▶ [Vorliegender Text]

Auge-Und-Ohr-Doktrin; Reichweite des § 44 VVG; Beanspruchung von Leistungen aus der Berufsunfähigkeitsversicherung; Beweislast für den Eintritt des Versicherungsfalls; Kenntnis des Vermittlungsagenten

Bibliographie

Gericht
BGH
Datum
11.11.1987
Aktenzeichen
IVa ZR 240/86
Entscheidungsform
Urteil
Referenz
WKRS 1987, 13273
Entscheidungsname
[keine Angabe]
ECLI
[keine Angabe]

Fundstellen

  • BGHZ 102, 194 - 199
  • MDR 1988, 387-388 (Volltext mit amtl. LS)
  • NJW 1988, 973-975 (Volltext mit amtl. LS)
  • VersR 1988, 234-237 (Volltext mit red. LS)

Amtlicher Leitsatz

  1. 1.

    Zur Vortrags- und Beweislast für den Eintritt des Versicherungsfalls in der Berufsunfähigkeitszusatzversicherung.

  2. 2.

    Zur Reichweite des § 44 VVG.

Tatbestand:

1

Die Parteien streiten darum, ob der Kläger »bis auf weiteres« von der Beklagten Leistungen aus einer Ende 1981 abgeschlossenen Berufsunfähigkeitszusatzversicherung beanspruchen kann, der Besondere Bedingungen für die Berufsunfähigkeits-Zusatzversicherung (BB-BUZ) zugrundeliegen.

2

Die Beklagte hat das Begehren des Klägers abgelehnt, ihm seit 1. November 1982 bis auf weiteres die vertraglich zugesagten Leistungen zu gewähren, da er nicht berufsunfähig geworden sei. (von der weiteren Darstellung wird abgesehen)

3

Im Laufe des vom Kläger angestrengten Prozesses ist die Beklagte auch von dem Versicherungsvertrag zurückgetreten. Sie hat den Versicherungsvertrag ferner wegen arglistiger Täuschung angefochten, da sie jetzt erst erfahren habe, daß der Kläger bei der Antragstellung unzureichende Angaben zu Vorerkrankungen und deren Behandlung gemacht und ihr die Ablehnung eines früheren Versicherungsantrages verschwiegen habe.

4

Das Landgericht hat die Klage abgewiesen, da der Kläger nicht berufsunfähig geworden sei; auch sei die Beklagte wirksam vom Versicherungsvertrag zurückgetreten.

5

Die Berufung des Klägers ist erfolglos geblieben. Seine Revision führte zur Aufhebung und Zurückverweisung.

Entscheidungsgründe

6

1., 2.

▶ [Aufgelistete Datensätze]
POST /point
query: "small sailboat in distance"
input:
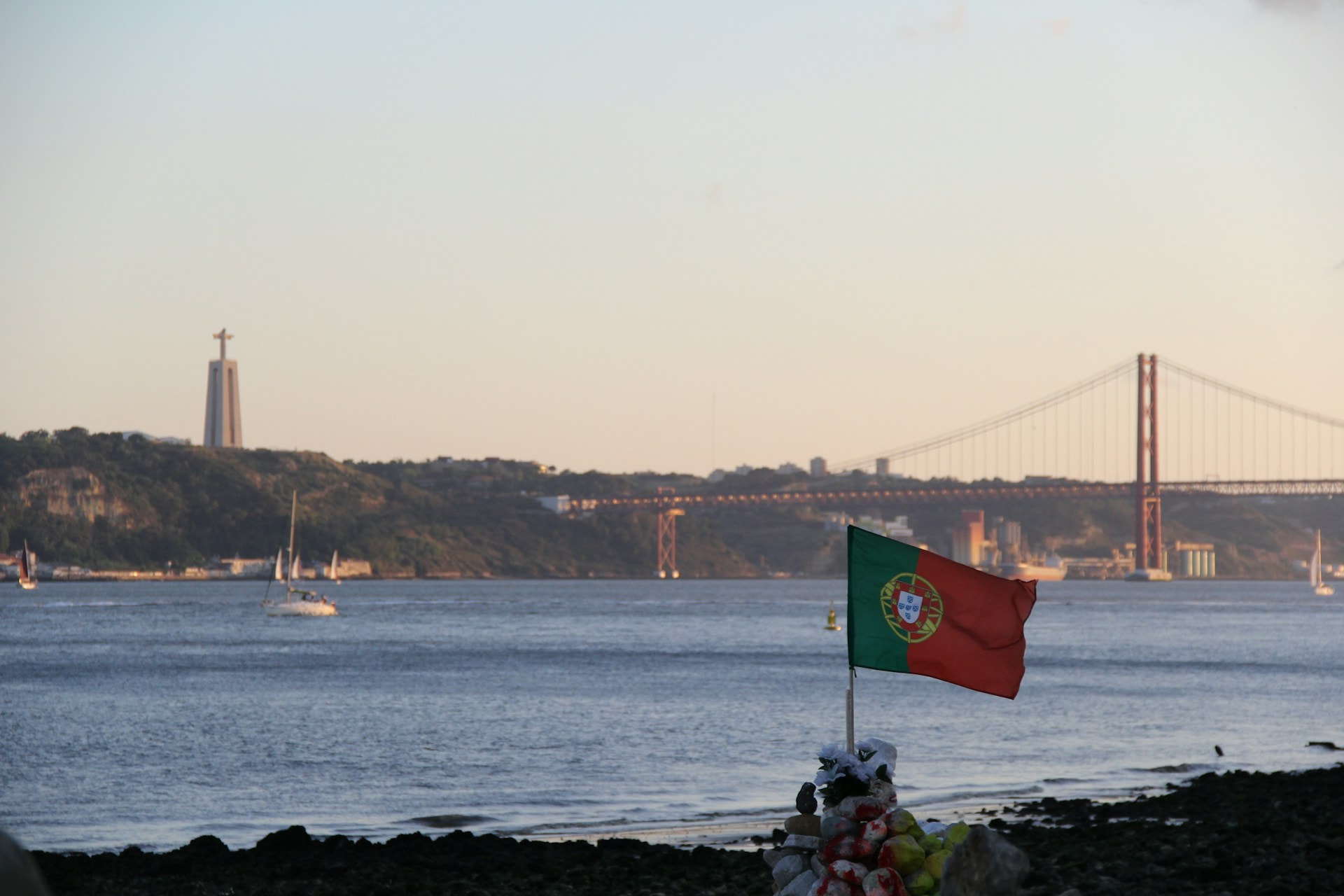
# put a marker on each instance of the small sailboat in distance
(298, 601)
(1317, 580)
(27, 575)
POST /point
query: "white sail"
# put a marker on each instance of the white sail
(1317, 578)
(298, 602)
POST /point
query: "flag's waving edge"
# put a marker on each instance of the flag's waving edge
(916, 612)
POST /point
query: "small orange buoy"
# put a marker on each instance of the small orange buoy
(831, 618)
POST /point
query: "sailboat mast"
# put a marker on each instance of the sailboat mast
(1317, 574)
(289, 567)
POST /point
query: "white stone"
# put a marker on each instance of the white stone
(802, 841)
(787, 869)
(800, 886)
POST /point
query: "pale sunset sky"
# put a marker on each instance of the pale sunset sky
(562, 232)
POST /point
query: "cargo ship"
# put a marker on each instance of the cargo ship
(1051, 570)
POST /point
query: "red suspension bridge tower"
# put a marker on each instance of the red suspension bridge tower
(1148, 498)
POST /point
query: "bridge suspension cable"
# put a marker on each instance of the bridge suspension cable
(1211, 431)
(993, 458)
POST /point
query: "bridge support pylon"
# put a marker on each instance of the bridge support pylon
(1148, 495)
(667, 543)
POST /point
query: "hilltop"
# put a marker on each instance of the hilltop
(112, 501)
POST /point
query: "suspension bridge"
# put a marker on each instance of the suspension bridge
(1102, 437)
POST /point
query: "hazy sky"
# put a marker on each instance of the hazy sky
(561, 232)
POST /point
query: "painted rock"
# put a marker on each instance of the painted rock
(806, 825)
(836, 887)
(929, 843)
(901, 821)
(800, 886)
(883, 883)
(806, 799)
(933, 862)
(839, 848)
(921, 883)
(956, 833)
(847, 871)
(787, 869)
(875, 832)
(802, 841)
(835, 827)
(860, 808)
(883, 792)
(902, 855)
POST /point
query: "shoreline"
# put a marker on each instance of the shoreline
(1268, 832)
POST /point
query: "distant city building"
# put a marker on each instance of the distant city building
(555, 503)
(1007, 538)
(968, 539)
(1196, 561)
(898, 528)
(223, 413)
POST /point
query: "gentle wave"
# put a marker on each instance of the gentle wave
(454, 822)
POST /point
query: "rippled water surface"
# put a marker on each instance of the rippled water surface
(152, 713)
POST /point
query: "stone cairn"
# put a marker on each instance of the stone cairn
(864, 846)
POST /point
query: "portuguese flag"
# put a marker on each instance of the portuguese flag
(916, 612)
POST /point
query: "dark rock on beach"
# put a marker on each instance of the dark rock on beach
(1234, 833)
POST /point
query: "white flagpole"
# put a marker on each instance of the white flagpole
(848, 715)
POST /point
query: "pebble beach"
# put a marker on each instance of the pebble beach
(1231, 833)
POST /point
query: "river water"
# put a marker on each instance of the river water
(153, 713)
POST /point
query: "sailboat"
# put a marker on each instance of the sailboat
(298, 602)
(27, 577)
(1317, 580)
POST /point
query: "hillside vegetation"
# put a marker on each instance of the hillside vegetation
(105, 501)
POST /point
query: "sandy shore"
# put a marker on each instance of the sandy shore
(1234, 833)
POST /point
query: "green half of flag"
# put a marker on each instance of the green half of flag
(916, 612)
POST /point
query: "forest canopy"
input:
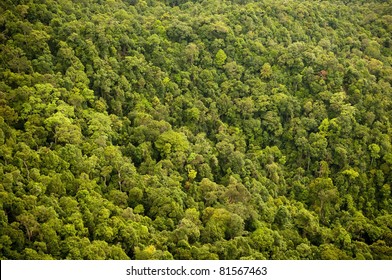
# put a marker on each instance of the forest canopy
(213, 129)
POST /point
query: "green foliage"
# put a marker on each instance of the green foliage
(195, 130)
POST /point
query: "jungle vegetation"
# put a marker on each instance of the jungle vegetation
(215, 129)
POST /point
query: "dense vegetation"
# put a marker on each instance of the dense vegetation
(134, 129)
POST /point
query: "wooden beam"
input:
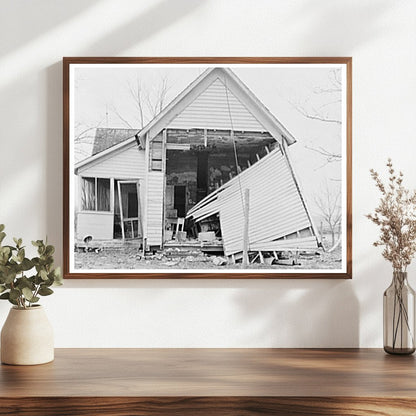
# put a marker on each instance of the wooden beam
(246, 225)
(178, 146)
(112, 208)
(121, 210)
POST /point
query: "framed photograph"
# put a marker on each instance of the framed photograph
(207, 168)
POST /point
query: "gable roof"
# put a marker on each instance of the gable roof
(107, 137)
(232, 84)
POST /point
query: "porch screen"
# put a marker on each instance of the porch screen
(95, 194)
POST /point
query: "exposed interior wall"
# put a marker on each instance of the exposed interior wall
(380, 36)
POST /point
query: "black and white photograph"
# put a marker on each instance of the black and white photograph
(208, 168)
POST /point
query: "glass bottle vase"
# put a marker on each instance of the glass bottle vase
(399, 316)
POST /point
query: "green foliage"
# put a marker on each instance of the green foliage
(15, 285)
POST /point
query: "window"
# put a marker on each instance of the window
(95, 194)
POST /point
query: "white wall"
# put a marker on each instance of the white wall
(380, 35)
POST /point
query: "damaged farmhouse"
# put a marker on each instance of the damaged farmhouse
(208, 183)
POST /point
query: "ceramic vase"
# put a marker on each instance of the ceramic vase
(27, 337)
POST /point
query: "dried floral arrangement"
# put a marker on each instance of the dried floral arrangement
(396, 217)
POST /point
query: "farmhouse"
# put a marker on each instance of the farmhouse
(214, 162)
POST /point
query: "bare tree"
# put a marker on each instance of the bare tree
(84, 139)
(330, 207)
(322, 106)
(148, 102)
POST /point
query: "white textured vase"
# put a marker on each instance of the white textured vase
(27, 337)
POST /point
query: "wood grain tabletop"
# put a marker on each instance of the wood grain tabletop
(239, 379)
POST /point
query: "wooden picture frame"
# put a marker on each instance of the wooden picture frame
(208, 186)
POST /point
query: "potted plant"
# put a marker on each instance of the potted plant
(396, 217)
(27, 336)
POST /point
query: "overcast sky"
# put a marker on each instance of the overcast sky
(102, 92)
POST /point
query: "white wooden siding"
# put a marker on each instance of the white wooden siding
(210, 110)
(154, 211)
(276, 208)
(97, 224)
(128, 163)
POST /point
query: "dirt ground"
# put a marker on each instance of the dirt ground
(132, 258)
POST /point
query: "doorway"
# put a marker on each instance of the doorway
(128, 218)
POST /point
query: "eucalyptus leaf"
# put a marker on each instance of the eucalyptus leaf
(15, 285)
(15, 294)
(21, 255)
(43, 275)
(27, 293)
(26, 264)
(45, 291)
(49, 250)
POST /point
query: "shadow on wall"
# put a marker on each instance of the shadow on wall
(42, 17)
(301, 313)
(310, 17)
(147, 24)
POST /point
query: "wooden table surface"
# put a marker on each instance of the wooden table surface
(212, 381)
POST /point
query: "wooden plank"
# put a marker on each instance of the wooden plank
(121, 210)
(198, 382)
(126, 163)
(246, 241)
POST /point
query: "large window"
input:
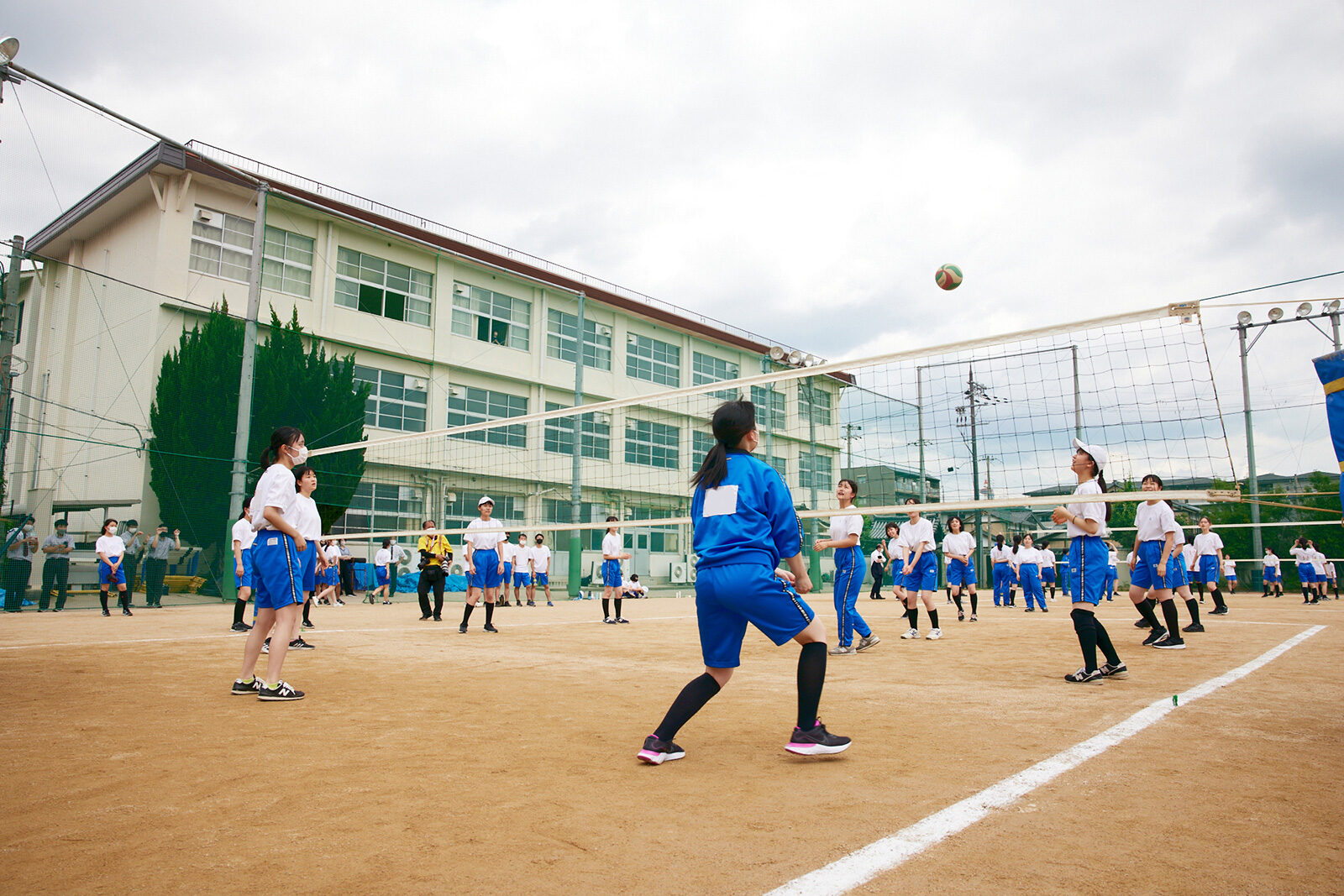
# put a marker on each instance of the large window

▶ [Zu lösende Aufgabe] Schreiben Sie aus dem vorliegenden Text den Abschnitt von „Im Laufe des“ bis „vom Versicherungsvertrag zurückgetreten.“ wortgetreu ab.

▶ [Antwort zur Aufgabe]
Im Laufe des vom Kläger angestrengten Prozesses ist die Beklagte auch von dem Versicherungsvertrag zurückgetreten. Sie hat den Versicherungsvertrag ferner wegen arglistiger Täuschung angefochten, da sie jetzt erst erfahren habe, daß der Kläger bei der Antragstellung unzureichende Angaben zu Vorerkrankungen und deren Behandlung gemacht und ihr die Ablehnung eines früheren Versicherungsantrages verschwiegen habe.

4

Das Landgericht hat die Klage abgewiesen, da der Kläger nicht berufsunfähig geworden sei; auch sei die Beklagte wirksam vom Versicherungsvertrag zurückgetreten.